:: GOAL OF THE EXERCISE ::
Below are the entries to work from; restate word for word the portion that opens with the line containing "Query: wet black fur" and closes with the line containing "Query: bernese mountain dog puppy", keeping both.
========
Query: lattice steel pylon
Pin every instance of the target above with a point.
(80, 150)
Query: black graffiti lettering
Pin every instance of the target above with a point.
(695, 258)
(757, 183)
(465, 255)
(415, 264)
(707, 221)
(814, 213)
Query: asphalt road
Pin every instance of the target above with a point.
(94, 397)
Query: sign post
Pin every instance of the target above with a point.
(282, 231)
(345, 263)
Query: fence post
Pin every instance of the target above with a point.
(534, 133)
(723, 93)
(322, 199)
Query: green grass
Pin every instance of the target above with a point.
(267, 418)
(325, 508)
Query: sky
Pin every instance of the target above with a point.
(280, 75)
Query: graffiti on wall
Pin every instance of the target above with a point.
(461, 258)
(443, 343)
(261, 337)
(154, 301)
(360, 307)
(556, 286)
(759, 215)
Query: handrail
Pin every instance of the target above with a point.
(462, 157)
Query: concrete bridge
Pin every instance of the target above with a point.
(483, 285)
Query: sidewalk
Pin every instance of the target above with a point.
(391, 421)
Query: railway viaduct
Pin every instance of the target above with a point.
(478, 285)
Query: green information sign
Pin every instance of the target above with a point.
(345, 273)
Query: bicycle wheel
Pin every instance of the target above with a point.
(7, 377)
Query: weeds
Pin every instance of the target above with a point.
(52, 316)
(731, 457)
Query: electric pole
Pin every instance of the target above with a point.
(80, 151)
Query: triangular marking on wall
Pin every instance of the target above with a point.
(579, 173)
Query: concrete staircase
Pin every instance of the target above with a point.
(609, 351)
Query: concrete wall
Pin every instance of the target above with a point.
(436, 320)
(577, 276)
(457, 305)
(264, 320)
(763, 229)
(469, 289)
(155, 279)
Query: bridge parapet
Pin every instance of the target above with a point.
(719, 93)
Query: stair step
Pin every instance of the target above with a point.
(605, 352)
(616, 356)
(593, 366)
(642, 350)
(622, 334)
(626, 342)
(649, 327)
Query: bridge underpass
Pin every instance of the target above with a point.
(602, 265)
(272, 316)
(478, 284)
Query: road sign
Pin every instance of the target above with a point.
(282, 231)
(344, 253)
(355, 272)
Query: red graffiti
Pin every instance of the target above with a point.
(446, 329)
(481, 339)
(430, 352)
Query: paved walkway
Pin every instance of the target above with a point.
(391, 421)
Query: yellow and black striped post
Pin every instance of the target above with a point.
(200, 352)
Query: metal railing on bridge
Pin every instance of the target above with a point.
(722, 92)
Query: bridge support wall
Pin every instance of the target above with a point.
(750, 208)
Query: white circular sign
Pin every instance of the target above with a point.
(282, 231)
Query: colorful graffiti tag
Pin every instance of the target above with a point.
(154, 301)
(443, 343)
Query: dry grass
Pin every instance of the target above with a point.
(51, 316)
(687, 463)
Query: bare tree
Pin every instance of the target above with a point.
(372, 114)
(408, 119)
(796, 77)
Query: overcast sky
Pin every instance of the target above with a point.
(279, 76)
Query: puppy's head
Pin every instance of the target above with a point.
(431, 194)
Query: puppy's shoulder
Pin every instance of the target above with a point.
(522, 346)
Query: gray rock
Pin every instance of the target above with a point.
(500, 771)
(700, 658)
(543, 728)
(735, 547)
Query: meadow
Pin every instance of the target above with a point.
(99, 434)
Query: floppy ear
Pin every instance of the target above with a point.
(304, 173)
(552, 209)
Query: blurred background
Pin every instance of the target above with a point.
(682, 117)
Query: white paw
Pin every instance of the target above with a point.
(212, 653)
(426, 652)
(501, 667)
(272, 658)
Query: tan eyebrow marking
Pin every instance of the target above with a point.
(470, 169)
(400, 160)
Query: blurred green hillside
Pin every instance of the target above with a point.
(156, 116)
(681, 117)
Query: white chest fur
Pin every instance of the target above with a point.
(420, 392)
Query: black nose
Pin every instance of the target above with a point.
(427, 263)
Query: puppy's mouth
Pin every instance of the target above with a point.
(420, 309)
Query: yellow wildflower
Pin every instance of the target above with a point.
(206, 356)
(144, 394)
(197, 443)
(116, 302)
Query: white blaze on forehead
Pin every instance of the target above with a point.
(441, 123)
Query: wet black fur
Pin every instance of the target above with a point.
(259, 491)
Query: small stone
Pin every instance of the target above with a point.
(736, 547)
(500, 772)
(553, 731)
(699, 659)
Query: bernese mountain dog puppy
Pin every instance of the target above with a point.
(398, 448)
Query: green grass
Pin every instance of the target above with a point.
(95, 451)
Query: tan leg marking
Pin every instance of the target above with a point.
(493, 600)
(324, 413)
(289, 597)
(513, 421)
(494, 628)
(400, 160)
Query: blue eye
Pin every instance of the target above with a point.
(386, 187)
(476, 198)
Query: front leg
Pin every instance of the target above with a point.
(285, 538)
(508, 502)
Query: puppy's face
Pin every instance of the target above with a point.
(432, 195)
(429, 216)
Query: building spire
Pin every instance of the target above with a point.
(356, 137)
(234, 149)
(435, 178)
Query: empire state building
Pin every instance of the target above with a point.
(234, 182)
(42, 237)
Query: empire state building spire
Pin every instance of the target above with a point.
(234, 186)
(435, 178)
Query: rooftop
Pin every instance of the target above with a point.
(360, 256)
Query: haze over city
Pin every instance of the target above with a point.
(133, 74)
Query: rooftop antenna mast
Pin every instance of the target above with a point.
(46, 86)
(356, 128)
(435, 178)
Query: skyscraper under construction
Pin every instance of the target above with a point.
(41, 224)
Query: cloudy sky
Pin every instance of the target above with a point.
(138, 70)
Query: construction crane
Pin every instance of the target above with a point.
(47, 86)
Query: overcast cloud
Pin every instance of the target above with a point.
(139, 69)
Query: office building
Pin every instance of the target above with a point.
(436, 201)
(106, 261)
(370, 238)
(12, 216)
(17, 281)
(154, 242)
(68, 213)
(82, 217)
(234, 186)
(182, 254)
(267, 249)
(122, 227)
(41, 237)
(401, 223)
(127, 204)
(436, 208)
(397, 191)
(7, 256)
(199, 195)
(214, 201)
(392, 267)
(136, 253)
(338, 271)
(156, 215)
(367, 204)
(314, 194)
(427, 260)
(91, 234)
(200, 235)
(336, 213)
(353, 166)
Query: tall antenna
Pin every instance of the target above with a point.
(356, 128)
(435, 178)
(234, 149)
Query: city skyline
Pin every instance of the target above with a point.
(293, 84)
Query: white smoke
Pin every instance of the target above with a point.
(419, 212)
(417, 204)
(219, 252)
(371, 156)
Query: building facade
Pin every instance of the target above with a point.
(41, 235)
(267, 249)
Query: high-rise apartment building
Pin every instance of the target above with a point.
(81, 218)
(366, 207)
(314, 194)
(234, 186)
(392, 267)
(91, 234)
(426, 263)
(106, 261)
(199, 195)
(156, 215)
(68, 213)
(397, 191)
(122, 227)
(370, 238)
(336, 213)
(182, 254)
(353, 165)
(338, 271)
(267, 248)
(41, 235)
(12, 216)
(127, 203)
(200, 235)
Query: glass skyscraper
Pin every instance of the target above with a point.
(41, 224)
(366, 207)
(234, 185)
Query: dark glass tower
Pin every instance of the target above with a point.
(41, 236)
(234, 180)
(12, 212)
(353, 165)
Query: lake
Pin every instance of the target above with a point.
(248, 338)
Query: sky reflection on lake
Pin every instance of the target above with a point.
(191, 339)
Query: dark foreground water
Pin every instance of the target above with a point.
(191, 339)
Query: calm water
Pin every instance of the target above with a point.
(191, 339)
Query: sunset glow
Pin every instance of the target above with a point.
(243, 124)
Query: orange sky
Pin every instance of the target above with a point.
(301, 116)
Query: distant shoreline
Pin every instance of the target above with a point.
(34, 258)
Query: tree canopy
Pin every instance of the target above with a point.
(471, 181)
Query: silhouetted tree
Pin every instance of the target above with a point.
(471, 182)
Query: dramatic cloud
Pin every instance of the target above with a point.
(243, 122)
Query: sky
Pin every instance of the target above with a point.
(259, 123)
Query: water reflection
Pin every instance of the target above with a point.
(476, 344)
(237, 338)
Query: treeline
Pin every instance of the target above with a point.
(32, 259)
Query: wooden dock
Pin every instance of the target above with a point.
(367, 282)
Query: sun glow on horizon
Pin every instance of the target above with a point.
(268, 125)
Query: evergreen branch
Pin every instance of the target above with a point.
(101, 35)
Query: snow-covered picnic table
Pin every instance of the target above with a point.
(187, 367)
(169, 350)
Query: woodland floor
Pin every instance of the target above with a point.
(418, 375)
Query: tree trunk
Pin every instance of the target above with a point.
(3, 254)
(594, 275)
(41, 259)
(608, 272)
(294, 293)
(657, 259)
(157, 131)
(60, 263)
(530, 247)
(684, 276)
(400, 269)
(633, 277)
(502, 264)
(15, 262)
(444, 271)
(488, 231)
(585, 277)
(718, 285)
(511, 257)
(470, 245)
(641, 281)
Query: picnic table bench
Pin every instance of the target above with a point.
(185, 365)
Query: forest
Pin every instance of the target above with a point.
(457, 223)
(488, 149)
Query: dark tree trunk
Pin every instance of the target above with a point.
========
:: RESPONSE AREA ::
Query: wet black fur
Pin every instance of the target above with a point.
(259, 491)
Query: small stone
Pin every instance of the target above with a point.
(736, 547)
(500, 772)
(553, 731)
(699, 659)
Query: bernese mountain dog puppy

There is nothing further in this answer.